Brief A >> Please gather every line of the records that contains the word "desk" and list those lines.

Passage provided >>
Delight Springs

Tuesday, November 28, 2023

What’s gloriously possible: Burkeman’s meliorism

What Oliver Burkeman calls "hope," in his Afterword, I would call wishful or delusional thinking. Whatever you call it, he's right: give it up. Giving up delusions of personal infinitude, he concludes,

"kills the fear-driven, control-chasing, ego-dominated version of you—the one who cares intensely about what others think of you, about not disappointing anyone or stepping too far out of line, in case the people in charge find some way to punish you for it later… the "you" that remains is more alive than before. More ready for action, but also more joyful, because it turns out that when you're open enough to confront how things really are, you're open enough to let all the good things in more fully, too, on their own terms, instead of trying to use them to bolster your need to know that everything will turn out fine. You get to appreciate life in the droll spirit of George Orwell, on a stroll through a war-dazed London in early 1946, watching kestrels darting above the grim shadows of the gasworks, and tadpoles dancing in roadside streams, and later writing of the experience: "Spring is here, even in London N1, and they can't stop you enjoying it."

Raw data >>

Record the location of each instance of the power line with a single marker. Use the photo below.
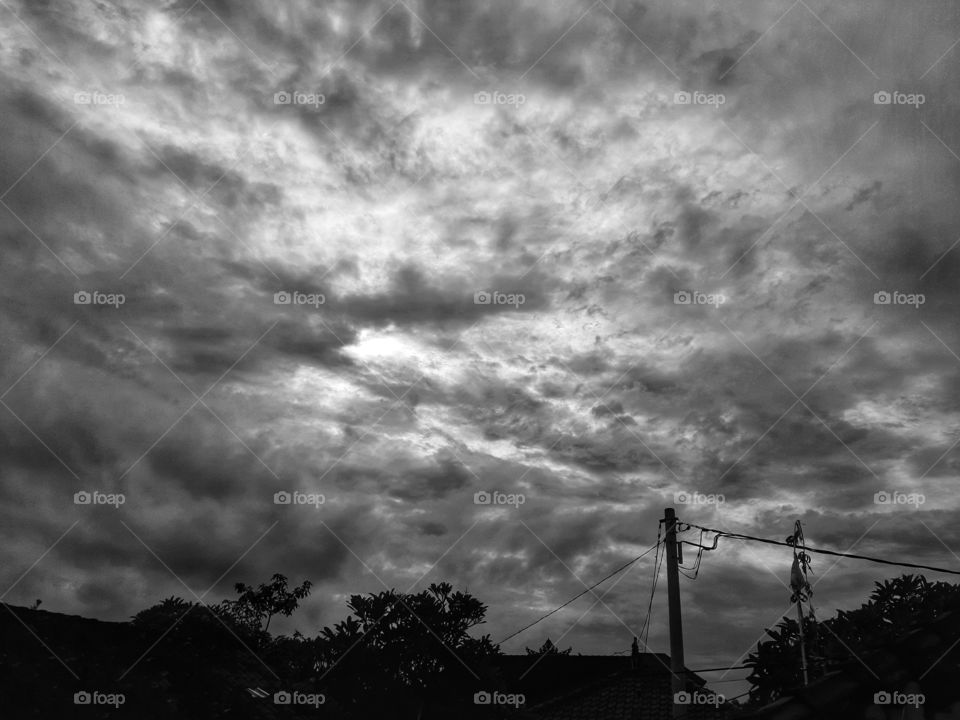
(579, 595)
(741, 536)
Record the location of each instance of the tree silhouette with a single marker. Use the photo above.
(548, 648)
(406, 651)
(893, 607)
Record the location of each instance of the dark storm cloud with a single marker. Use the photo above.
(400, 397)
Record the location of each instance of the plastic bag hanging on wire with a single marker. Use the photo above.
(799, 585)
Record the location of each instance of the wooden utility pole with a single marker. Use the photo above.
(803, 647)
(677, 668)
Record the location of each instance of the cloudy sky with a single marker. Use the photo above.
(585, 168)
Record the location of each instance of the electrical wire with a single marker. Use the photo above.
(579, 595)
(741, 536)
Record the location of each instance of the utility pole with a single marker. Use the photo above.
(803, 647)
(677, 668)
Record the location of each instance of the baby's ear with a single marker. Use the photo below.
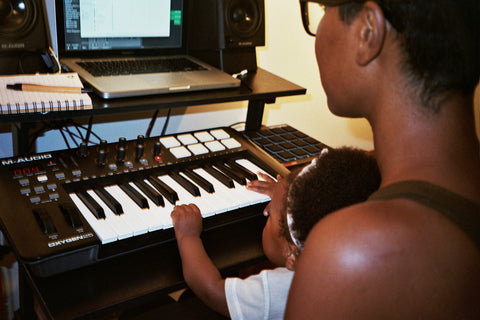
(291, 261)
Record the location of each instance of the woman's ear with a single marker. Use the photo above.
(371, 32)
(291, 261)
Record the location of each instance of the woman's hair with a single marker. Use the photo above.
(441, 42)
(336, 179)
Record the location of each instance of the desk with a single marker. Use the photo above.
(127, 281)
(257, 88)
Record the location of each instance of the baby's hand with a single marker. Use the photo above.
(267, 186)
(187, 221)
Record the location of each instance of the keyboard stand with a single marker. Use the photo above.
(122, 283)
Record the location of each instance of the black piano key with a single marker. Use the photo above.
(150, 192)
(190, 187)
(164, 189)
(109, 200)
(247, 173)
(204, 184)
(71, 215)
(219, 176)
(134, 195)
(44, 221)
(231, 173)
(91, 204)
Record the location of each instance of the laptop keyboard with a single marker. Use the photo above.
(139, 66)
(286, 144)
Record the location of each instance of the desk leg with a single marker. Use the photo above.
(255, 114)
(26, 311)
(20, 138)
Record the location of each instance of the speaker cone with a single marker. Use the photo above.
(17, 17)
(243, 17)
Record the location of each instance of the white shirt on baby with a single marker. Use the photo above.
(260, 296)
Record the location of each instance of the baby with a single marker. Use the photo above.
(336, 179)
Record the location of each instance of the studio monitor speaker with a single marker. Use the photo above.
(24, 37)
(225, 33)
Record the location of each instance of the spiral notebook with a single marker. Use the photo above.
(15, 102)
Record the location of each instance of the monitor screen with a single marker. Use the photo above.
(89, 25)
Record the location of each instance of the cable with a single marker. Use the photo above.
(165, 125)
(151, 124)
(89, 130)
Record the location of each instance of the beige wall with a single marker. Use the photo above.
(289, 52)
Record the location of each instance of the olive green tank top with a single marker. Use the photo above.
(463, 212)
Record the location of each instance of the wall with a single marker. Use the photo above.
(289, 53)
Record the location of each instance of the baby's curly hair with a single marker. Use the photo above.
(339, 178)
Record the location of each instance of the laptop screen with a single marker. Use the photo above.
(119, 25)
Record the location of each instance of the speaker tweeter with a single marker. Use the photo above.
(24, 36)
(225, 33)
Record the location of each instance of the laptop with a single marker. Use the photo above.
(102, 40)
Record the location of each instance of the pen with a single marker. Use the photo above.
(42, 88)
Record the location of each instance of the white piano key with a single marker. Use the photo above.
(104, 232)
(164, 212)
(154, 215)
(114, 221)
(255, 169)
(186, 197)
(230, 197)
(132, 213)
(209, 198)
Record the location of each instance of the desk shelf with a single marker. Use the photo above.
(122, 282)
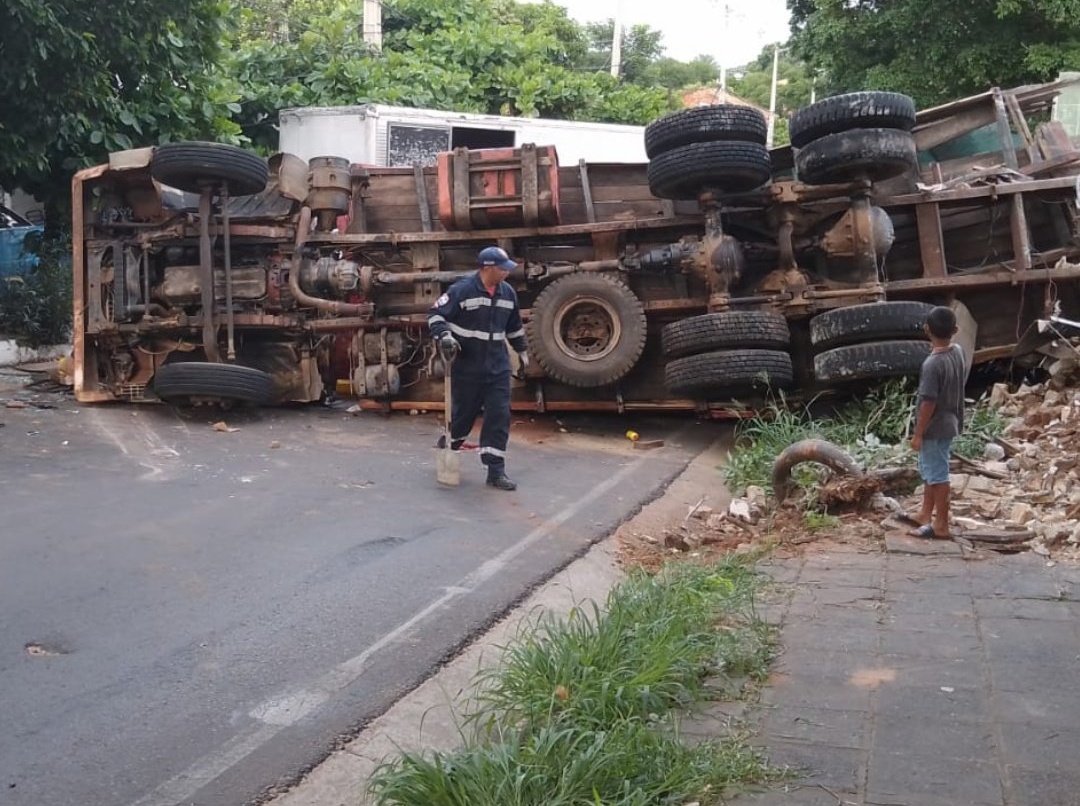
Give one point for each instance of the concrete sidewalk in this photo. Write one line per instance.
(925, 681)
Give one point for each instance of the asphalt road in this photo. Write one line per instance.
(191, 616)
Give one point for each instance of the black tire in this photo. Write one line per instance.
(716, 375)
(750, 330)
(869, 362)
(588, 330)
(873, 322)
(853, 110)
(189, 165)
(875, 153)
(704, 124)
(729, 166)
(183, 380)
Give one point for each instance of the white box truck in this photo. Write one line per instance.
(388, 136)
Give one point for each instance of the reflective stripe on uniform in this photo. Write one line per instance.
(466, 333)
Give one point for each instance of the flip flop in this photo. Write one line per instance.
(927, 533)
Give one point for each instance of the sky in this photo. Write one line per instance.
(694, 27)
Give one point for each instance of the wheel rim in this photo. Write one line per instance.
(586, 328)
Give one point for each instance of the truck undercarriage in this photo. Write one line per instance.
(706, 277)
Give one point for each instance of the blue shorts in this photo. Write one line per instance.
(933, 460)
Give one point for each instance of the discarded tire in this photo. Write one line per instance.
(588, 330)
(874, 153)
(175, 383)
(716, 375)
(869, 362)
(758, 330)
(704, 124)
(852, 110)
(729, 166)
(873, 322)
(190, 165)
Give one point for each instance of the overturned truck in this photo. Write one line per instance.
(714, 272)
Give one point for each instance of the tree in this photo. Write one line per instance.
(494, 56)
(83, 79)
(935, 50)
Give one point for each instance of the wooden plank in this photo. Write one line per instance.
(931, 240)
(586, 191)
(1021, 234)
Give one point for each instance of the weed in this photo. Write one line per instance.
(36, 309)
(818, 521)
(579, 711)
(983, 425)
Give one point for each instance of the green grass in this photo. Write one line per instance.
(580, 710)
(874, 429)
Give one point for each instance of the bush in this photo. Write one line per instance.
(36, 309)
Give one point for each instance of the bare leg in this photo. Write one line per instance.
(941, 502)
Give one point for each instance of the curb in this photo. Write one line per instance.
(12, 353)
(426, 717)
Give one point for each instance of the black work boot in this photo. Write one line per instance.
(499, 480)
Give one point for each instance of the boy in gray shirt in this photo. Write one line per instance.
(940, 419)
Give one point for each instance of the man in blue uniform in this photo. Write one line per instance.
(471, 323)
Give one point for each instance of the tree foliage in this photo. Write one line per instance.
(82, 79)
(935, 50)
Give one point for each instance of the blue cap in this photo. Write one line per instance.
(497, 257)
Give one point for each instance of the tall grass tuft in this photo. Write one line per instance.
(580, 710)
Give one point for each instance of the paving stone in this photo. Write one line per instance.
(958, 625)
(1042, 788)
(905, 602)
(940, 738)
(933, 672)
(1038, 707)
(808, 667)
(903, 545)
(818, 726)
(1034, 673)
(909, 778)
(837, 696)
(796, 795)
(922, 644)
(799, 632)
(1026, 609)
(1040, 746)
(933, 704)
(820, 765)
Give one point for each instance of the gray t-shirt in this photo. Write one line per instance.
(942, 380)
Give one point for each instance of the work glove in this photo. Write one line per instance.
(448, 347)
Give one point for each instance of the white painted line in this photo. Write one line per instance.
(278, 713)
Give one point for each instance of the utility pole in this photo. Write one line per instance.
(772, 97)
(724, 53)
(617, 40)
(373, 23)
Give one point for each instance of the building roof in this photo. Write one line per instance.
(709, 95)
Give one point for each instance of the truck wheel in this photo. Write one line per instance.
(730, 166)
(716, 375)
(852, 110)
(875, 153)
(704, 124)
(873, 322)
(588, 330)
(761, 330)
(228, 383)
(189, 165)
(872, 361)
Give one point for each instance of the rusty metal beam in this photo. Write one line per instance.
(931, 240)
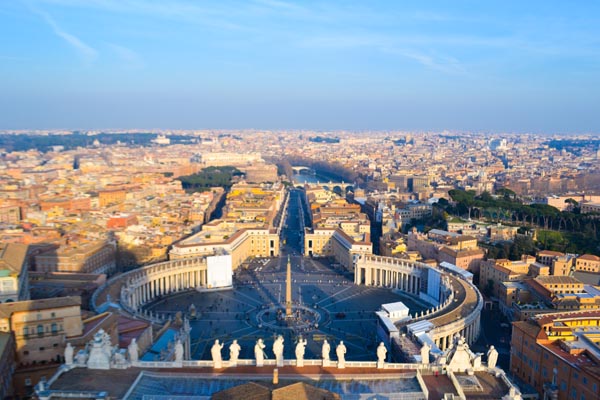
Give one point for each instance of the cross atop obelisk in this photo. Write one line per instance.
(288, 290)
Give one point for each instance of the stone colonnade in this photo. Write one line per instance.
(145, 284)
(405, 275)
(389, 272)
(468, 326)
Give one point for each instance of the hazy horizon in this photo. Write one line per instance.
(495, 67)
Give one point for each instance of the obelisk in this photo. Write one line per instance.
(288, 290)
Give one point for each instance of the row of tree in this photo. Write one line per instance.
(580, 231)
(209, 177)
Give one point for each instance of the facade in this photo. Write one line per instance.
(494, 272)
(258, 173)
(7, 363)
(14, 275)
(558, 354)
(588, 263)
(10, 215)
(469, 260)
(42, 327)
(111, 196)
(334, 242)
(587, 208)
(219, 239)
(97, 257)
(233, 159)
(452, 314)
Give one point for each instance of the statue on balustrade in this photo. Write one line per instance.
(381, 354)
(234, 353)
(325, 350)
(492, 357)
(259, 352)
(300, 349)
(215, 351)
(340, 351)
(278, 350)
(133, 351)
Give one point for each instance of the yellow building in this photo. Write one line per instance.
(42, 327)
(220, 237)
(588, 263)
(558, 354)
(97, 257)
(494, 272)
(14, 276)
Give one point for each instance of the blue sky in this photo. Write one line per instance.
(490, 66)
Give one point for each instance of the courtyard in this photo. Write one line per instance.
(326, 305)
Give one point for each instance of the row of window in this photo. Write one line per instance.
(54, 328)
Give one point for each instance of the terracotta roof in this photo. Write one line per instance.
(589, 257)
(7, 309)
(301, 391)
(556, 280)
(13, 256)
(247, 391)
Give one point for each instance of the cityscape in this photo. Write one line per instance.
(417, 219)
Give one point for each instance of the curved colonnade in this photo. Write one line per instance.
(143, 285)
(458, 311)
(460, 303)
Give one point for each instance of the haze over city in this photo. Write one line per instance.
(176, 64)
(276, 199)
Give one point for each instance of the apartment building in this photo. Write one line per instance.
(558, 354)
(42, 327)
(14, 272)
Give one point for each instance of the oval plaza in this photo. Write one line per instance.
(230, 295)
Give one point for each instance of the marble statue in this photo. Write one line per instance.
(98, 358)
(340, 351)
(215, 351)
(278, 350)
(81, 358)
(133, 350)
(425, 354)
(234, 353)
(300, 348)
(259, 353)
(178, 351)
(69, 354)
(381, 354)
(492, 357)
(325, 350)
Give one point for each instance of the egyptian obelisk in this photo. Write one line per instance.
(288, 290)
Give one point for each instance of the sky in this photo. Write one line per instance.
(480, 66)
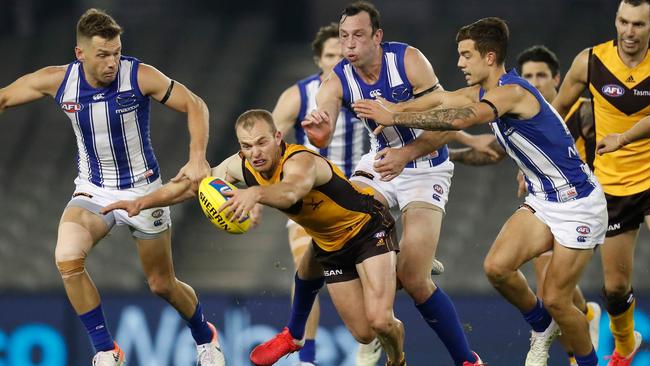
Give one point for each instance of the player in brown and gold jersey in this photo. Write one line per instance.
(617, 74)
(353, 234)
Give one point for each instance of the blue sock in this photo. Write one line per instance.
(199, 326)
(97, 330)
(589, 360)
(303, 299)
(440, 314)
(538, 318)
(308, 351)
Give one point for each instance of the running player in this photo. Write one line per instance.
(565, 209)
(617, 73)
(352, 234)
(540, 67)
(106, 96)
(407, 168)
(344, 150)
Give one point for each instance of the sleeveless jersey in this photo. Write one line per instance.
(543, 149)
(347, 145)
(580, 122)
(621, 97)
(111, 126)
(331, 213)
(394, 86)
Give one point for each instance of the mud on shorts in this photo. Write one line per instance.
(149, 224)
(377, 237)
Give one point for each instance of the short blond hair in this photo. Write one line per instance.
(247, 119)
(95, 22)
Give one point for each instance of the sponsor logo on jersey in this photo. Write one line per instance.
(613, 227)
(71, 107)
(641, 93)
(613, 90)
(84, 194)
(125, 99)
(401, 93)
(332, 272)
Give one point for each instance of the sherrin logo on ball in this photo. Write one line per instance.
(211, 198)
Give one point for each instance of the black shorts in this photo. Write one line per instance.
(375, 238)
(626, 213)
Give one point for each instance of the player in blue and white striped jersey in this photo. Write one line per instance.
(348, 144)
(106, 96)
(565, 209)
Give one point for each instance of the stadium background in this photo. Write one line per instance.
(240, 55)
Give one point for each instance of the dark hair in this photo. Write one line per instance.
(539, 53)
(359, 6)
(96, 22)
(490, 35)
(324, 33)
(636, 3)
(247, 119)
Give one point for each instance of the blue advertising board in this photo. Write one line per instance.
(43, 331)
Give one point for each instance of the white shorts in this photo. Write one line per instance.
(577, 224)
(149, 224)
(430, 184)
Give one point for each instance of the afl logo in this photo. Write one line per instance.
(401, 93)
(613, 90)
(125, 99)
(71, 107)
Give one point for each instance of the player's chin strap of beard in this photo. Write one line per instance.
(494, 108)
(168, 93)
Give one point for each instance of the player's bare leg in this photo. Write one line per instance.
(366, 305)
(299, 241)
(79, 230)
(156, 258)
(564, 271)
(617, 258)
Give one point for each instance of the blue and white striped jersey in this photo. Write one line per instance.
(111, 125)
(347, 145)
(394, 86)
(543, 149)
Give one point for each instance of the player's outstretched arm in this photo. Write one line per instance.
(176, 96)
(298, 178)
(31, 87)
(287, 109)
(319, 125)
(615, 141)
(496, 102)
(574, 84)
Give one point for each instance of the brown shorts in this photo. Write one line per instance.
(375, 238)
(626, 213)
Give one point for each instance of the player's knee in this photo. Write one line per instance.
(556, 303)
(381, 323)
(71, 268)
(495, 271)
(617, 286)
(363, 336)
(161, 286)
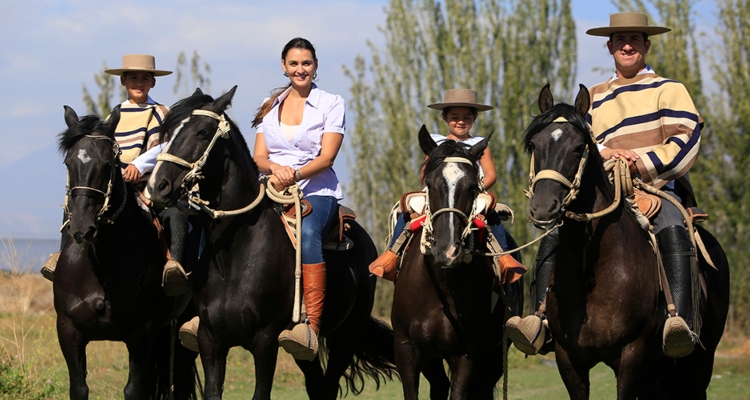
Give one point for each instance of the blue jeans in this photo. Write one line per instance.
(316, 225)
(493, 222)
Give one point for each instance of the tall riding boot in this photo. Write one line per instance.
(678, 257)
(174, 278)
(302, 340)
(529, 334)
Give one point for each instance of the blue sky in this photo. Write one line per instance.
(51, 48)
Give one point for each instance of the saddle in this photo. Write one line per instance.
(335, 239)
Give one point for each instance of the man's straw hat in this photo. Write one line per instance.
(627, 22)
(138, 62)
(460, 98)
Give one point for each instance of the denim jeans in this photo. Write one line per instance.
(316, 225)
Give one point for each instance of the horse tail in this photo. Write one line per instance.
(176, 371)
(373, 356)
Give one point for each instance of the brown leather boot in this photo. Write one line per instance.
(385, 265)
(48, 269)
(302, 340)
(510, 269)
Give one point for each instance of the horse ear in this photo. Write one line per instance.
(425, 141)
(545, 99)
(225, 100)
(71, 118)
(583, 101)
(476, 151)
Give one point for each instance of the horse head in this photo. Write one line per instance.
(452, 179)
(559, 141)
(197, 129)
(93, 164)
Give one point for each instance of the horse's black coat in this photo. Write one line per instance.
(604, 302)
(108, 280)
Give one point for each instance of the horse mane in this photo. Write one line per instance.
(566, 111)
(448, 148)
(86, 125)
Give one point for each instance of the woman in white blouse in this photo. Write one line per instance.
(300, 131)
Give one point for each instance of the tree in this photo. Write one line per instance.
(505, 50)
(726, 185)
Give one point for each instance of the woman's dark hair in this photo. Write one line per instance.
(296, 43)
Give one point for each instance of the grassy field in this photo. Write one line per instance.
(32, 366)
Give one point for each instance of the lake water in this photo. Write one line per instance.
(26, 255)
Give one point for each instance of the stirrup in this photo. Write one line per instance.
(301, 342)
(48, 269)
(174, 279)
(528, 334)
(189, 334)
(679, 340)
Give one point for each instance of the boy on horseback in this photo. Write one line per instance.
(651, 123)
(137, 134)
(459, 111)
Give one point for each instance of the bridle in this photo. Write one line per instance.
(94, 192)
(621, 177)
(195, 173)
(427, 229)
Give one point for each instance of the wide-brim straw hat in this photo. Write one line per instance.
(627, 22)
(460, 98)
(138, 63)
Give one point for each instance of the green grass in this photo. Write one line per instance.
(533, 377)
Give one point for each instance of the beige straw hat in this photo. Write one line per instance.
(627, 22)
(138, 62)
(460, 98)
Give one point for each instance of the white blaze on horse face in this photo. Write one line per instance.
(556, 134)
(83, 156)
(452, 175)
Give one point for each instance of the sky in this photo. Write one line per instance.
(52, 48)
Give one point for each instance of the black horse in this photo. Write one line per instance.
(444, 304)
(604, 302)
(244, 287)
(107, 284)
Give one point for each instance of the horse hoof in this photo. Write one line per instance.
(189, 334)
(301, 342)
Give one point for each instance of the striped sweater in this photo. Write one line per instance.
(138, 129)
(652, 116)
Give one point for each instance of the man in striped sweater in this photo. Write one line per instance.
(652, 123)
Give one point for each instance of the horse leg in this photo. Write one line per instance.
(440, 385)
(630, 369)
(214, 359)
(73, 347)
(574, 375)
(140, 375)
(462, 370)
(407, 360)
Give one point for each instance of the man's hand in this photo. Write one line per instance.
(131, 174)
(628, 155)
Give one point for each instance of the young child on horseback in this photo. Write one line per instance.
(459, 111)
(137, 134)
(652, 123)
(292, 149)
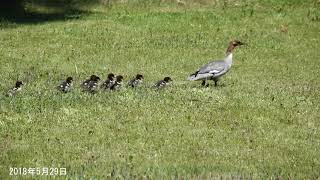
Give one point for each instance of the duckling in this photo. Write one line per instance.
(118, 83)
(66, 85)
(109, 82)
(90, 85)
(16, 89)
(135, 81)
(162, 83)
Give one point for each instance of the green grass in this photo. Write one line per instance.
(261, 122)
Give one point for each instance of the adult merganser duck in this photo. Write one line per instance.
(162, 83)
(109, 82)
(118, 83)
(66, 85)
(14, 90)
(215, 69)
(136, 80)
(91, 84)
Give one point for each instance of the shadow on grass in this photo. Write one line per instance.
(40, 15)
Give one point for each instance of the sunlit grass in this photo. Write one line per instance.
(262, 121)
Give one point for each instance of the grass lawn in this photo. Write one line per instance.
(262, 121)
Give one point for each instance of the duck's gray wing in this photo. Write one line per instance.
(209, 70)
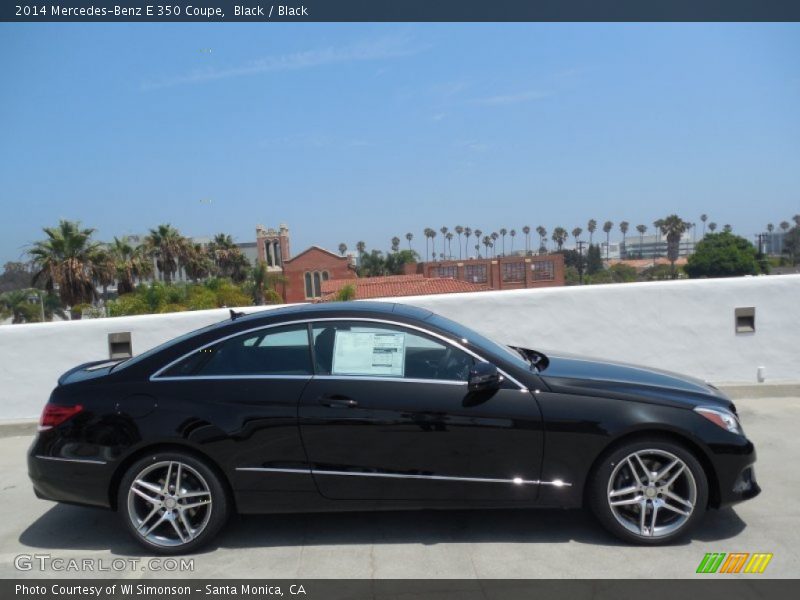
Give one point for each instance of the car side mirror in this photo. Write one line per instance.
(484, 376)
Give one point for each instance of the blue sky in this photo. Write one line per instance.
(349, 132)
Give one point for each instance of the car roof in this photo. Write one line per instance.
(363, 308)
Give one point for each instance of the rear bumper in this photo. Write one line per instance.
(74, 481)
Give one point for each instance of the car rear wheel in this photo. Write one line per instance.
(649, 492)
(172, 502)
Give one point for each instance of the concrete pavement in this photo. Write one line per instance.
(457, 544)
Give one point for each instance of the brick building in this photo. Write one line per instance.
(501, 273)
(307, 273)
(317, 273)
(393, 286)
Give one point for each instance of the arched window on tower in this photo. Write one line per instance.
(317, 285)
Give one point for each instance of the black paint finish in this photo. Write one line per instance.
(318, 442)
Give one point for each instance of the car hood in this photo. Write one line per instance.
(589, 376)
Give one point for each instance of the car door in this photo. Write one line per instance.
(388, 416)
(242, 393)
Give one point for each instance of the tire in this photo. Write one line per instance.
(166, 522)
(672, 488)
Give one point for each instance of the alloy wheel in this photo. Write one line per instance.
(169, 503)
(652, 493)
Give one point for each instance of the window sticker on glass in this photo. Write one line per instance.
(368, 353)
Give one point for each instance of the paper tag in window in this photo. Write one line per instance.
(369, 353)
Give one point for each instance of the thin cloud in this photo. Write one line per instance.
(365, 50)
(503, 100)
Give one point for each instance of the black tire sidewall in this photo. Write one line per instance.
(598, 486)
(219, 497)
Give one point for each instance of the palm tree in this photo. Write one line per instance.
(487, 241)
(168, 247)
(459, 231)
(225, 255)
(361, 247)
(66, 260)
(542, 239)
(560, 236)
(265, 284)
(607, 226)
(641, 229)
(199, 264)
(129, 264)
(657, 224)
(673, 227)
(623, 227)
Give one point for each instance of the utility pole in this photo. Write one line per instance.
(580, 260)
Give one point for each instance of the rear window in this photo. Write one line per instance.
(273, 351)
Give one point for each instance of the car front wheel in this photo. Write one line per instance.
(649, 492)
(172, 502)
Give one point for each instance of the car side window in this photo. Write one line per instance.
(360, 348)
(273, 351)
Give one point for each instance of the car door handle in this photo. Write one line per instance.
(337, 401)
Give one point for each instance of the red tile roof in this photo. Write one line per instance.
(644, 263)
(398, 285)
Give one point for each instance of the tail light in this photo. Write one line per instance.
(55, 414)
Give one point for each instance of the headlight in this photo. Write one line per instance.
(720, 416)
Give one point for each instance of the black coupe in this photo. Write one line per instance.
(365, 406)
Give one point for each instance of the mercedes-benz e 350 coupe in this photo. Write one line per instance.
(365, 406)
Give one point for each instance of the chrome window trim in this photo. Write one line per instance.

Brief B >> Go on with the post about Burkeman's meliorism, picking up after its final sentence.

Output A >>
Record the location of each instance of the desk with a single marker. Use the photo above.
Record the location of each instance of the desk leg with a single marker. Use the photo above.
Record the location of each instance of the desk shelf with a single marker. Use the photo above.

Output B >>
The average human lifespan is absurdly, terrifyingly, insultingly short. But that isn't a reason for unremitting despair, or for living in an anxiety-fueled panic about making the most of your limited time. It's a cause for relief. You get to give up on something that was always impossible—the quest to become the optimized, infinitely capable, emotionally invincible, fully independent person you're officially supposed to be. Then you get to roll up your sleeves and start work on what's gloriously possible instead."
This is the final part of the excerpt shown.